Verilen metin

========================================================================

Makaleler
İnsanlık Gerçeği
Varlık ve Hayatta Önemli Anlamlar Vardır Dedirtir.
(Nihilizme, değersizliğe, depresyona ve asıl karanlık olan cehalete ilaç olacak; çağımızda hurafe olarak anlaşılan dinlerin doğru anlaşılmasına sebep ve altyapı olacak bir yazı.)
Bu son dönemde şiddet ve savaşlar, sahtekârlık ve yalanlar hız kazandı. Ayrıca çok acıdır ki bunlara taraftar insanlar seçimleri kazanıyorlar. Dolayısıyla varlık ve hayatın anlamı bir derece kayboluyor. Bu ise toplumlarda anarşinin kök salmasına sebep oluyor. Ben buna çare olarak bir Kur’an tefsirine başvurdum. Onda deniyordu ki: Hakk, hakikat ve anlamın ilk ve en birinci şahidi insanlıktır. İnsanlık, İsm-i Hakkın somut tecellisidir. Nitekim bir semavi dine ve bir manevi geleneğe sahip olmayan birçok filozof da değersizlikten, dolayısıyla anarşizmden kurtulmak için Hümanizme yani insanî hakikate başvurmuştur. Kitaplarımda bu gerçeği gösterecek çok bölümler var. Hatta İnsan Nedir’in Cevabı isminde bir eserim bile yayınlandı. Bu realite ile beraber, bu insanlık gerçeğini açıklayan benim düşüncelerimi değil de bizzat kutsal metinlerin analizinden iki makaleyi buraya alıyorum. Ki toplumumuzda anomi ve değersizlik çirkinliği yerleşmesin. Bilim ve aydınlanma çağında olan insanlık, İnsan-ı Kamilleri (Tanrı İnsanları) sonuç versin.

========================================================================

Kaynak veriler
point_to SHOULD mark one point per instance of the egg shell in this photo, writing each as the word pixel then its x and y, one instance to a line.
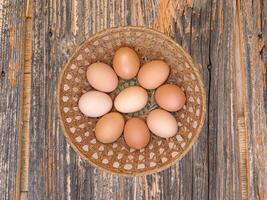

========================================================================

Yapılacaklar
1. İnsanlık gerçeği üzerine yazılmış metne göre şu soruları yanıtlayın:
(a) Yazar, varlık ve hayatın anlamının kaybolmasına çare olarak neye başvurmuş?
(b) Başvurulan tefsire göre hak, hakikat ve anlamın ilk ve en birinci şahidi nedir?
(c) Yazarın yayınlandığını söylediği eserin adı nedir?
2. İnsanlık gerçeği üzerine yazılmış metni kaldığı yerden sürdürün.

Alıştırma yanıtları
1.
(a) Bir Kur'an tefsirine.
(b) İnsanlık.
(c) İnsan Nedir'in Cevabı.

2.
Yol ve Yolsuzluk
Yol, hece dillerinden olan Türkçede tek heceli bir isimdir; yolmaktan gelir. Çünkü insan yerde yürüyünce, yeri adeta yolmuş oluyor. Bu kavramın semantik manalarını anlamak için, üç harfli kökü ile beraber beş türevli hallerine bakmak lazım. Arapçada yol manasında iki kelime var, tarik ve sebil. Tarik, tepilen ve vurulan yer demektir. Sebil ise engelsiz ve açık yol manasınadır.
Ayrıca, gidilen yol ve yöntem manasında mezhep kelimesi var. Kelamcılar, fıkıhçılar ve hadisçiler, kendi yol ve yöntemlerine mezhep deyince, onlardan sonra ortaya çıkan tasavvuf ehli de kendi yol ve yöntemlerine tarikat kelimesini kullandılar.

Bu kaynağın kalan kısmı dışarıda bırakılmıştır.